=== Section Start ===

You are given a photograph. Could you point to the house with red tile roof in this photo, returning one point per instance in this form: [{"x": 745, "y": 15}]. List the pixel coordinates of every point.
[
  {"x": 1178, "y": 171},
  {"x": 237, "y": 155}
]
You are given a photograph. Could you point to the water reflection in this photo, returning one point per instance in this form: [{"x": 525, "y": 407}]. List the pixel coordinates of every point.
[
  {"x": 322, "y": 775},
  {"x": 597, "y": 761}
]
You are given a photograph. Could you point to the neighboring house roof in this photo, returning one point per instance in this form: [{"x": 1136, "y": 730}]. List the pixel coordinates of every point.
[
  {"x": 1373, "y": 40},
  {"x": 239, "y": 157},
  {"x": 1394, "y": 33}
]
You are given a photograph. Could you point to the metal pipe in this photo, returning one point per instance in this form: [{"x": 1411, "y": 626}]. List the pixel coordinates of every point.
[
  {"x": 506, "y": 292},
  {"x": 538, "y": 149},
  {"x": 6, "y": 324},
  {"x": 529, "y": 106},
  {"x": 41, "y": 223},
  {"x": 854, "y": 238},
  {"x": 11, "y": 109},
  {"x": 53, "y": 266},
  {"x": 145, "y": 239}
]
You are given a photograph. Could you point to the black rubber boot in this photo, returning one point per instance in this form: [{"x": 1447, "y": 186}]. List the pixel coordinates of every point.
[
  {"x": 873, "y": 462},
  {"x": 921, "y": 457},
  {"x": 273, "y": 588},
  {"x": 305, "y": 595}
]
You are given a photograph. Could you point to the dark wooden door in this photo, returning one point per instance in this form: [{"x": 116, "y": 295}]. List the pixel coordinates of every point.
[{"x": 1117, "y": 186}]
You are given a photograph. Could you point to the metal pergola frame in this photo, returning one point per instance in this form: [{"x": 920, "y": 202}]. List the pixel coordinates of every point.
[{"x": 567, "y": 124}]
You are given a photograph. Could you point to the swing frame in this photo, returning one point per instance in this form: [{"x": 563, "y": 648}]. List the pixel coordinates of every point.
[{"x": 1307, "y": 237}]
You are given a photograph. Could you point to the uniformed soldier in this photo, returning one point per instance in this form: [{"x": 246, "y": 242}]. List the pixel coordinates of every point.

=== Section End ===

About this task - Find the line with "the metal pergola" in the listing above, then write out that line and each remaining line exactly, with no other text.

Reply to the task -
You are given a photograph. Could you point to the metal pergola frame in this photo, returning one point per instance in this form: [{"x": 920, "y": 202}]. List the pixel coordinates of every point.
[{"x": 567, "y": 124}]
You are given a photograph. Could you point to the swing frame in this photo, returning one point per instance in this form: [{"x": 563, "y": 648}]. List the pixel coordinates of every point.
[{"x": 1307, "y": 237}]
You are given a photograph. Could you point to the uniformed soldier in this photo, returning one point per instance in this form: [{"x": 246, "y": 242}]. List the pixel coordinates of every point.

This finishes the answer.